**SOURCE DOCUMENT:**
The last of these three issues is a done-in-one adventure featuring a new twist on the Scarecrow -- rather than causing fear, he has invented a formula which removes fearful inhibitions, turning anyone exposed to it into a careless daredevil. Naturally Batman gets a dose, and he must essentially scare himself into being cautious enough to defeat the Scarecrow.

One of my bigger comic book pet peeves shows up in this issue, made even more glaring by the previous story's idea that the Joker wanted to unmask Batman. In this issue, the Scarecrow captures Robin and knocks out Batman, and never bothers to look under either of their masks. This happens all the time in superhero comics, frequently, to everyone from Batman to Daredevil to Spider-Man, and it totally undermines the whole "secret identity" conceit. Unfortunately, if a writer ever wants to do a story where Our Hero is captured by the bad guy, it's unavoidable. You just have to turn off half your brain to enjoy it.

But other than that minor quibble, I really liked this story overall. It was very much in the same vein as the classic O'Neil/Adams issues, which is about the highest praise I can give a Batman story.

He's still a relentless, avenging hardcase -- but he has a sense of humor.
This is my Batman!
By the way... throughout these stories, Batman consistently calls Jason Todd, "Jay". I haven't read many Batman comics from the eighties, but every one I have read usually features the character referred to simply as "Jason". I don't know if Barr was toying with a nickname that never caught on, or if this is an artifact left over from the character being called Jay in pre-Crisis stories only before going only by his full name in the post-Crisis world, but I thought it was something worth mentioning.

**GIVEN RECORDS:**
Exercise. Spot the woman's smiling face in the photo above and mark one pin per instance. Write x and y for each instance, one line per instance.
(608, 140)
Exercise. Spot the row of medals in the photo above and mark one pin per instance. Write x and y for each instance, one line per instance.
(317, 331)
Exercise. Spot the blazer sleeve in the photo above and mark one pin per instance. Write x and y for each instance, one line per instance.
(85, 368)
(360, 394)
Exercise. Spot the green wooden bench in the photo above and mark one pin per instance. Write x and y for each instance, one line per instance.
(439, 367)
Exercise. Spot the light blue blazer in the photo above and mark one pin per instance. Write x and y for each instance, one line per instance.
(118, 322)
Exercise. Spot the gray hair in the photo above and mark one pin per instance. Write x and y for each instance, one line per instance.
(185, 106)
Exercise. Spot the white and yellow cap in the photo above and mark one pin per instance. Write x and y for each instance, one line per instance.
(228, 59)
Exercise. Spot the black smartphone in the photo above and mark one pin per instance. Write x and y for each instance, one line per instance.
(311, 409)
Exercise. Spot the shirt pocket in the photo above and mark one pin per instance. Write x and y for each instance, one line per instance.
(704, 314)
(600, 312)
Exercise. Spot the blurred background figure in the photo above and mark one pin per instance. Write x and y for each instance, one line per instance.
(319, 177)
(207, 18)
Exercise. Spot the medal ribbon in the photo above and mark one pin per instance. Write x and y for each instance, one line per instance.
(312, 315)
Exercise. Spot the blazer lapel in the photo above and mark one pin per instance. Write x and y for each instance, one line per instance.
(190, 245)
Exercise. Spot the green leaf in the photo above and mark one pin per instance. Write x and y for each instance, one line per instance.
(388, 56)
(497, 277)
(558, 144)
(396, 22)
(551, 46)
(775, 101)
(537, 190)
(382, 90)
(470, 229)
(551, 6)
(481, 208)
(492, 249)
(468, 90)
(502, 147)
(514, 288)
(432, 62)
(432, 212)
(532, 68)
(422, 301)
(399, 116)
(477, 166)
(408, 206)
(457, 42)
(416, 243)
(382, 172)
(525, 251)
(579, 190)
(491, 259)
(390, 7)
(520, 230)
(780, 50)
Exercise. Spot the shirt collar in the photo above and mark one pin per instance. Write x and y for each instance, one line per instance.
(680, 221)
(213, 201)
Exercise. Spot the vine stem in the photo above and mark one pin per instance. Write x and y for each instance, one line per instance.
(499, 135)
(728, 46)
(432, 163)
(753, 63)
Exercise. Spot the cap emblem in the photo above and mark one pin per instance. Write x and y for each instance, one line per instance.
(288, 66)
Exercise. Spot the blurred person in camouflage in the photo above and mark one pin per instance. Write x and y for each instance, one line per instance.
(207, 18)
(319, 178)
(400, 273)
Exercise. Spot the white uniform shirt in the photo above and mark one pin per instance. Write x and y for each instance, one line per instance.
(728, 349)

**EXERCISE INSTRUCTIONS:**
**A)** According to the Batman comics review, why does the Scarecrow's capture of Robin and Batman bother the reviewer? Answer in one to three sentences.
**B)** In the Batman comics review, what does Batman consistently call Jason Todd throughout these stories?
**C)** Continue the Batman comics review from its final sentence.

**RESPONSES IN ORDER:**
**A)** The Scarecrow captures Robin and knocks out Batman but never looks under either of their masks. The reviewer says this totally undermines the whole "secret identity" conceit. It is made even more glaring by the previous story's idea that the Joker wanted to unmask Batman.

**B)** "Jay."

**C)**
Next: The Barr/Davis run concludes, plus a short BATMAN BLACK & WHITE tale by the same team.


  1. I really loved this brief run of Detective. You're absolutely right that it was pre-Crisis storywise in terms of Jason Todd's happy-go-lucky personality and Catwoman's relationship to Batman, as it came out before "Year One" and the redefinition of how Batman met his new Robin in the first New Adventures issue. My whole adult life I've preferred Batman's cape and cowl to be rendered the black it's supposed to be rather than blue, yet when it comes to generally lighter renditions like the Barr/Davis Detective I can't complain.

  2. Blam -- My youngest memories of Batman are the blue and gray look, and while I think that's fine for things like SUPERFRIENDS, I'm with you that for the "serious" Batman, the cape should be black. However, I prefer the black cape with blue highlights (which I know is a pet peeve of yours), as that's the look of my favorite iteration of Batman outside the comics, the original Bruce Timm ANIMATED SERIES version. But the highlights need to be very sparse blue, with the cape primarily black, for it to look right to me.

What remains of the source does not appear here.